• Exercise 1
Please rename "Target" to "Object" throughout the rows, from the first line of the rows to the line with "column 248, row 124", and leave everything else unchanged.

• Document extract
----------------------------------------
Guardian weapon DPS (simple Mists tests)
http://www.guildwars2guru.com/topic/70080-guardian-effective-dps-tests/
GS and scepter are actually miles away from the rest of the weapons, DPS-wise. Your problem is that you are just running at a golem and unloading with all your skills active, which doesn’t account for:
1) Damage over time. Symbols take at least 4 seconds, or 6 with trait, to deal full damage. If the golem dies before full damage is applied, then that’s that.
2) Skill recharges. Since all your skills are off recharge when you start and the golem will be dead before you ever use a skill a second time, long-recharge, high-damage skills like Symbol of Wrath, Symbol of Swiftness, Orb of Light detonation, etc. will heavily skew numbers.
3) Traits. You are using a non-optimal build for damage for pretty much every weapon. You don’t have any crit damage so it’s basically pointless to go 30 in Radiance since your crits deal no damage anyway. You can’t compare DPS potential unless your weapons are actually working at potential.
----------------------------------------
• Extracted rows
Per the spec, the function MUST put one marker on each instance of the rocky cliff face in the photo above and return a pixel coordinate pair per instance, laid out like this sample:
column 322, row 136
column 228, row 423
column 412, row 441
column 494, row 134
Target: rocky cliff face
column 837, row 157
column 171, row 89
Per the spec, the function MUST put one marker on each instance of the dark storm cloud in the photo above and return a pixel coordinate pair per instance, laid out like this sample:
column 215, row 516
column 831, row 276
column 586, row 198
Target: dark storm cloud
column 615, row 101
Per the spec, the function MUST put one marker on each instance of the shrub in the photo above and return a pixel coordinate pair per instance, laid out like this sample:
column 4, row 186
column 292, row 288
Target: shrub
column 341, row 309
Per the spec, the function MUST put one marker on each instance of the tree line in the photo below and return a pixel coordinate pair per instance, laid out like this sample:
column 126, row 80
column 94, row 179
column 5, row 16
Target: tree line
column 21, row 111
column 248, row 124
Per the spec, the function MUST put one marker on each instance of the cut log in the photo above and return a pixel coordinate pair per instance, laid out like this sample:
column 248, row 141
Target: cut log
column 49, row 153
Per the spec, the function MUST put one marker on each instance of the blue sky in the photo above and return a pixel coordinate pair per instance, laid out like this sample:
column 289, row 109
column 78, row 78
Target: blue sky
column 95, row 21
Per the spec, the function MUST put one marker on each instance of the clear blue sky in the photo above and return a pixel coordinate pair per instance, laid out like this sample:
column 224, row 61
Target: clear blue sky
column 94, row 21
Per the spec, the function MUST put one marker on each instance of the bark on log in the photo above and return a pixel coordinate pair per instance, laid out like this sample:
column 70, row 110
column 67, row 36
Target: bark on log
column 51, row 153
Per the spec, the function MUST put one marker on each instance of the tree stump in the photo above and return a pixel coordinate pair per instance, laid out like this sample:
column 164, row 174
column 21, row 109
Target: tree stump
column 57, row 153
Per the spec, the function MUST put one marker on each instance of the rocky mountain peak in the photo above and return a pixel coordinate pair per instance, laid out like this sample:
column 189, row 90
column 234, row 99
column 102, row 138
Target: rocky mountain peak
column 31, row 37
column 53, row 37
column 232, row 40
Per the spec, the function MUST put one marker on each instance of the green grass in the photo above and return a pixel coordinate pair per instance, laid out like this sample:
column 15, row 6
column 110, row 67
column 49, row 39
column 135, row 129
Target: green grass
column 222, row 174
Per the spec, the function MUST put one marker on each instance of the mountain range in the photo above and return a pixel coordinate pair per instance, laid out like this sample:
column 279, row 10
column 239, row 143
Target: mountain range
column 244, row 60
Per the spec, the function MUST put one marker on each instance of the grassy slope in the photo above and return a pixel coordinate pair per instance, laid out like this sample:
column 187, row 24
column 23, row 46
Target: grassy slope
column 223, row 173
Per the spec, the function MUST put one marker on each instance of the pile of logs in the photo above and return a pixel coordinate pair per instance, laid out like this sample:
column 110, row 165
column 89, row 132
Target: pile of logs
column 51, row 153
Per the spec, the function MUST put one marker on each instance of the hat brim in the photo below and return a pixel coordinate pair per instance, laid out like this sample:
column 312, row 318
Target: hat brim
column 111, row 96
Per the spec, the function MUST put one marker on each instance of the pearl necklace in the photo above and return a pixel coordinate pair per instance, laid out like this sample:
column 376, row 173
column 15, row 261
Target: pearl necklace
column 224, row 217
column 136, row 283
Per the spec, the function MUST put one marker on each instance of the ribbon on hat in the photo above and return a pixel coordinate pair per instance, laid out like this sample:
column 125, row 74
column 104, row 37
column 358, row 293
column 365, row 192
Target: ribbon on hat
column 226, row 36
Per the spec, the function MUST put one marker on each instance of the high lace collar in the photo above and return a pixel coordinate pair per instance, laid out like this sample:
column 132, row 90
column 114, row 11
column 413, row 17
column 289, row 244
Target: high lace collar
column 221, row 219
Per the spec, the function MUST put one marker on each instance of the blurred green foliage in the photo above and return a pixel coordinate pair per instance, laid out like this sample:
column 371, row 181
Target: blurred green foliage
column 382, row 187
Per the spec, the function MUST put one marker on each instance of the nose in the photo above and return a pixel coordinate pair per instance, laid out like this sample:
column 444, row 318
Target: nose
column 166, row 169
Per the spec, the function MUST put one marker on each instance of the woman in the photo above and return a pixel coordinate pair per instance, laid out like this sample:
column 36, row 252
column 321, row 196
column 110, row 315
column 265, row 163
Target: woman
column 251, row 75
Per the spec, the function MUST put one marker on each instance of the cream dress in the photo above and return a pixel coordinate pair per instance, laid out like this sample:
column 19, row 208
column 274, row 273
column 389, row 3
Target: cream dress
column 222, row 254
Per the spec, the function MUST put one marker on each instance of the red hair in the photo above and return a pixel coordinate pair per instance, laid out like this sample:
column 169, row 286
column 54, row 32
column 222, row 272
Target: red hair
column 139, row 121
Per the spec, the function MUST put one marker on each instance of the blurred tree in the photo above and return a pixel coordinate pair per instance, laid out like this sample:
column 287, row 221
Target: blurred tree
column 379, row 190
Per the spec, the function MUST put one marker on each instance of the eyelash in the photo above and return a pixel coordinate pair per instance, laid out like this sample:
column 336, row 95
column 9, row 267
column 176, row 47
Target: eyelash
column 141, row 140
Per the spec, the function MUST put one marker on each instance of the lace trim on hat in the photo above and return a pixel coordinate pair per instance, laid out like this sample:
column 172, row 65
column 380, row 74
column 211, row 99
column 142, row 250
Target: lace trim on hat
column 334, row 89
----------------------------------------
• Exercise 2
According to the post on Guardian weapon DPS, how long do symbols take to deal full damage?

• Exercise result 1
Per the spec, the function MUST put one marker on each instance of the rocky cliff face in the photo above and return a pixel coordinate pair per instance, laid out like this sample:
column 322, row 136
column 228, row 423
column 412, row 441
column 494, row 134
Object: rocky cliff face
column 837, row 157
column 171, row 89
Per the spec, the function MUST put one marker on each instance of the dark storm cloud in the photo above and return a pixel coordinate pair per instance, laid out like this sample:
column 215, row 516
column 831, row 276
column 586, row 198
Object: dark storm cloud
column 615, row 101
Per the spec, the function MUST put one marker on each instance of the shrub in the photo above and return a pixel coordinate pair per instance, laid out like this sample:
column 4, row 186
column 292, row 288
Object: shrub
column 341, row 309
Per the spec, the function MUST put one marker on each instance of the tree line in the photo below and return a pixel coordinate pair per instance, laid out like this sample:
column 126, row 80
column 94, row 179
column 5, row 16
Object: tree line
column 21, row 111
column 248, row 124

• Exercise result 2
At least 4 seconds, or 6 with the trait.